Source extract:
Note No. 05 · Workshop

The physician second brain.

Eleven years learning medicine. Here's the system I built to actually keep it.

2026 7 min read

I'm an urgent care physician who spent 11 years in training.

During those 11 years, I learned an extraordinary amount. Thousands of patient encounters. Hundreds of lectures. Eight emergency certifications — ATLS, PHTLS, ACLS, ALSO, wilderness medicine, pediatrics, neonates, BLS. Conference sessions. Late-night UpToDate. Progress notes that would fill volumes.

And for most of that time, I was a leaky bucket.

I'd read something important on Monday and lose it by Friday. I'd see a rare presentation on call and forget the teaching point by my next shift. I'd walk out of a conference with a legal pad full of notes I never touched again.

This is not a personal failing. It is a structural one. Medicine trains us to acquire knowledge relentlessly but gives us no infrastructure for keeping it. We're expected to build a mental library that stays current, grows with every case, and retrieves cleanly under four-patients-per-hour pressure — with no scaffolding for how that actually works.

Nobody teaches physicians how to learn for keeps. They assume it happens.

I decided to build the scaffolding.


Over the last year of residency, I built what I now call my second brain: a connected system for capturing, organizing, and actually retaining what I learn as a physician. Here's what's in it.

A vault structure. Everything organized by domain — medicine, mental models, finance, wellbeing, growth. Not a pile of notes. A connected library. When I add something new, I link it to what I already know. The connections compound into something the individual notes never could.

Work instructions:
Reproduce the stretch from "2026 7 min read" through "never touched again." in the note on the physician second brain, word for word.

Record excerpts:
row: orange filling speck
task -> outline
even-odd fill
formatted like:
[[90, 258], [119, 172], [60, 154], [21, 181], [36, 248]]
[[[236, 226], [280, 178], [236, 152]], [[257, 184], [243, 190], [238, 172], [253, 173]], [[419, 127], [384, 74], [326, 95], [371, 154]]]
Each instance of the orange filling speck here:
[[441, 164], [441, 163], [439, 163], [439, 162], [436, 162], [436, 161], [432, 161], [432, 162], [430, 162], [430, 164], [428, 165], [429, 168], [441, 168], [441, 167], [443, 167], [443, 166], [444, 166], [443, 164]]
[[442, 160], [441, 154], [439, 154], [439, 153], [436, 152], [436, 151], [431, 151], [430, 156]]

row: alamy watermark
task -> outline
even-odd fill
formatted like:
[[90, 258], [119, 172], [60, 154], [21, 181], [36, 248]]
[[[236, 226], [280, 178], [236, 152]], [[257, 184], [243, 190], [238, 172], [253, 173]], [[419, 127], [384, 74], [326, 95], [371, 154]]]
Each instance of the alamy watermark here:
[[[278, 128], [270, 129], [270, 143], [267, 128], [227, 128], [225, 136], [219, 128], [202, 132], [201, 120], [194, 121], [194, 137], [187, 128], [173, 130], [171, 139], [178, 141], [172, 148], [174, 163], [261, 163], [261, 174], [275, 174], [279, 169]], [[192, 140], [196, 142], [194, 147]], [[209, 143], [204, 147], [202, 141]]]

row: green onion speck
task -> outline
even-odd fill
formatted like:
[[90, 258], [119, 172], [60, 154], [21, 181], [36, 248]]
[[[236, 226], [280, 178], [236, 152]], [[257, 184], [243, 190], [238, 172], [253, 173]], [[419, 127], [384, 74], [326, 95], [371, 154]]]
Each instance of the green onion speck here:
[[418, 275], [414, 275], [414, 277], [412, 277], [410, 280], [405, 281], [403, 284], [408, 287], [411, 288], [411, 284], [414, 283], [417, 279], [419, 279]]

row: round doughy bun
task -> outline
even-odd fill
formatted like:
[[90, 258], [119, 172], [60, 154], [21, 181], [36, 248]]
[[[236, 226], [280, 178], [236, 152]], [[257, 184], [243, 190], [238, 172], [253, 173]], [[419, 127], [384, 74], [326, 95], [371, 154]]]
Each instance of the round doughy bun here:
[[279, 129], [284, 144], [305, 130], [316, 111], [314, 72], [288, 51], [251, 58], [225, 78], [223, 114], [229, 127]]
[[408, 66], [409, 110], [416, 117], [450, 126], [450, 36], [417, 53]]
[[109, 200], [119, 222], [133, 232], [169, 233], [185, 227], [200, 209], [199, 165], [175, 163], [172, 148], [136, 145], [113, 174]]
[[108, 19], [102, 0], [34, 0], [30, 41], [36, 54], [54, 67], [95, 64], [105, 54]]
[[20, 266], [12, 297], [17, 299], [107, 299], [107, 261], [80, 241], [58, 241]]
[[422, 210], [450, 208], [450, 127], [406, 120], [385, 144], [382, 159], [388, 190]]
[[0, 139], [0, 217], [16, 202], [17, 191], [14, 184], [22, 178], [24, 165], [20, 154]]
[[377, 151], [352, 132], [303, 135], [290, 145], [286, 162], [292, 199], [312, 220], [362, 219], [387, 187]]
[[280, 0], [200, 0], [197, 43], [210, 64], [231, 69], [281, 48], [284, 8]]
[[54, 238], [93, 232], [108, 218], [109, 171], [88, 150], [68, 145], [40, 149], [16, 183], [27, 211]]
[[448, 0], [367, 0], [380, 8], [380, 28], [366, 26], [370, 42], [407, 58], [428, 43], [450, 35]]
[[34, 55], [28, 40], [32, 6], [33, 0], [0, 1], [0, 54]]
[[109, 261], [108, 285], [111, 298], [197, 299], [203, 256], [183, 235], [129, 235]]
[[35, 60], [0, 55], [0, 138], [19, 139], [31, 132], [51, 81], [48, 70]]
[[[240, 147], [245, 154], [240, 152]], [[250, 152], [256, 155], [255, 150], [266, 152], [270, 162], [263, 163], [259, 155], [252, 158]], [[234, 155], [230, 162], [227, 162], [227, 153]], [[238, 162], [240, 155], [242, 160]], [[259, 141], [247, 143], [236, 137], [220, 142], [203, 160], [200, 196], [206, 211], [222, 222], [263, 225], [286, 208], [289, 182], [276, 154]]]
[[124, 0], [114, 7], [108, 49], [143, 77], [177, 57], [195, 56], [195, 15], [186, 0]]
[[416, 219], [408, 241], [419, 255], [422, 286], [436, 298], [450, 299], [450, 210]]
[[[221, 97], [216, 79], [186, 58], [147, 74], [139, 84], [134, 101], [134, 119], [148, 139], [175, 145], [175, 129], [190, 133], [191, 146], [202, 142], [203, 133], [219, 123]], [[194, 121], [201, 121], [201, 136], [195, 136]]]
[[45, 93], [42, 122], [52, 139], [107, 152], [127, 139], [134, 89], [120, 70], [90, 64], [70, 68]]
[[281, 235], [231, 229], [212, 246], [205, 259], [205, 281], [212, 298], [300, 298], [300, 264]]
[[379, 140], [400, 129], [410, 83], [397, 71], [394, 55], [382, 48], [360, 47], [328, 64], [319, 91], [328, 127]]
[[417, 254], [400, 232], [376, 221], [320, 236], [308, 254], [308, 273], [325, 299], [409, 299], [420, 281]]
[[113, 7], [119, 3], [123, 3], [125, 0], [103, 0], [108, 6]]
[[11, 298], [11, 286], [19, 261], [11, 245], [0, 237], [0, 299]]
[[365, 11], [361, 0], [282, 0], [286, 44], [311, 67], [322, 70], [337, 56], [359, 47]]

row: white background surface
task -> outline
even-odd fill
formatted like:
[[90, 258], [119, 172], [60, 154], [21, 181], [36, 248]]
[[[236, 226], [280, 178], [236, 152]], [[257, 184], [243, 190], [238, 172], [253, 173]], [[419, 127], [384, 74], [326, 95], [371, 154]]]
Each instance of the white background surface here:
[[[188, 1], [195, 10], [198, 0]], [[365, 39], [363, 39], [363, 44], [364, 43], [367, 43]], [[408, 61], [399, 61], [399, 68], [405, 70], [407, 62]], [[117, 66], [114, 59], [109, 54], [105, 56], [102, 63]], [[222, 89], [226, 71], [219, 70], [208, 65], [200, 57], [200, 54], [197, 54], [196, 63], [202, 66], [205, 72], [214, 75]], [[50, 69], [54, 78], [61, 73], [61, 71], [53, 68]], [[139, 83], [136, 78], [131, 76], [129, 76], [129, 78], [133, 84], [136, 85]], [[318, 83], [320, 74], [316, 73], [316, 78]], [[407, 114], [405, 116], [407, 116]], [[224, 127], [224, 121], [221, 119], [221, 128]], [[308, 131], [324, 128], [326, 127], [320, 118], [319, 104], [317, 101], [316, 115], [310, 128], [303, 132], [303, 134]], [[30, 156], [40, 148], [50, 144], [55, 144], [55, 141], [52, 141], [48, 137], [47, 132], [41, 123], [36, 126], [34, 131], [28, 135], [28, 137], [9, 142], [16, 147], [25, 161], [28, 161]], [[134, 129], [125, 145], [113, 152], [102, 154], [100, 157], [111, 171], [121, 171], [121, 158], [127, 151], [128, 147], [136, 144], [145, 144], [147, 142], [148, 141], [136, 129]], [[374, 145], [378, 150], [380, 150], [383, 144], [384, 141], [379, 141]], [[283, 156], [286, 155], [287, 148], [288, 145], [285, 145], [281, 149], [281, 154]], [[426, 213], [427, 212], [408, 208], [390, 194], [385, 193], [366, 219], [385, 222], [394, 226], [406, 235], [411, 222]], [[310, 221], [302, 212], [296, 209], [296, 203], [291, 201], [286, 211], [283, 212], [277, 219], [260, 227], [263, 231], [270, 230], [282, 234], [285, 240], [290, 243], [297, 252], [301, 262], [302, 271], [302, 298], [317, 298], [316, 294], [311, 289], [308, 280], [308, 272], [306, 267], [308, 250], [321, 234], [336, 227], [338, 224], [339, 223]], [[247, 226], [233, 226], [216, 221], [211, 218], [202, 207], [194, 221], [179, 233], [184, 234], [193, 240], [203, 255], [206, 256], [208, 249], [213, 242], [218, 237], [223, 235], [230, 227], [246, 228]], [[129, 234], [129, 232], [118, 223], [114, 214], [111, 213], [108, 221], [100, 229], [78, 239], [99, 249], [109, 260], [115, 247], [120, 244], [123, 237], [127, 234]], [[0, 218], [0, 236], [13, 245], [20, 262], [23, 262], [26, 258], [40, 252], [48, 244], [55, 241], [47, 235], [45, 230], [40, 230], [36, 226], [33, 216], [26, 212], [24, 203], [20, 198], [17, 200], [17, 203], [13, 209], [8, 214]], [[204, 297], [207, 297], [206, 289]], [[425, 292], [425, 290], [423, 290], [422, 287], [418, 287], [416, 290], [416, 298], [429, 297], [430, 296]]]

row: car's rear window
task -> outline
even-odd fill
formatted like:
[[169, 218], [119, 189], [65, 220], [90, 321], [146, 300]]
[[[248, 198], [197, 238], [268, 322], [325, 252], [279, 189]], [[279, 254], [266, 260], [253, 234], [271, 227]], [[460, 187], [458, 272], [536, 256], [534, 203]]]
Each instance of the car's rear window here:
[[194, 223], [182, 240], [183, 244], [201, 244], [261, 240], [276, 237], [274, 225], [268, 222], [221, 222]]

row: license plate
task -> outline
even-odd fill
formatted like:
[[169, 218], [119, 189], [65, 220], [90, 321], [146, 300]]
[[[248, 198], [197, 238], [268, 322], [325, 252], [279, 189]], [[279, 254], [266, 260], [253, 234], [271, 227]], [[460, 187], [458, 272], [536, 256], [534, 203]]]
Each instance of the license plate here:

Result of this exercise:
2026 7 min read

I'm an urgent care physician who spent 11 years in training.

During those 11 years, I learned an extraordinary amount. Thousands of patient encounters. Hundreds of lectures. Eight emergency certifications — ATLS, PHTLS, ACLS, ALSO, wilderness medicine, pediatrics, neonates, BLS. Conference sessions. Late-night UpToDate. Progress notes that would fill volumes.

And for most of that time, I was a leaky bucket.

I'd read something important on Monday and lose it by Friday. I'd see a rare presentation on call and forget the teaching point by my next shift. I'd walk out of a conference with a legal pad full of notes I never touched again.